** YOUR INSTRUCTIONS **
Render all of the data below as a Markdown table with a Row column holding the line number and a Line column holding the line itself, leaving out blank lines. Keep the pictures out of the table.

** INPUT MATERIAL **
+++++

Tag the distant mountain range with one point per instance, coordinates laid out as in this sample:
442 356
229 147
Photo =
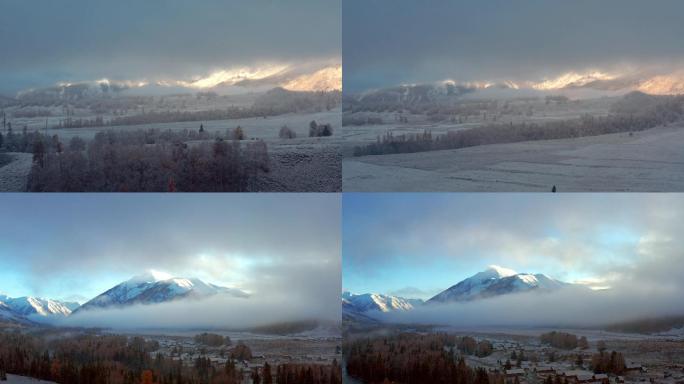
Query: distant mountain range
493 281
148 288
32 308
447 92
152 288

+++++

** TASK OUTPUT **
| Row | Line |
|---|---|
| 1 | Tag the distant mountain range with one point per instance, coordinates laid out as in this sample: |
| 2 | 442 356 |
| 3 | 229 147 |
| 4 | Photo = |
| 5 | Query: distant mountain range |
| 6 | 493 281 |
| 7 | 148 288 |
| 8 | 32 308 |
| 9 | 447 92 |
| 10 | 152 288 |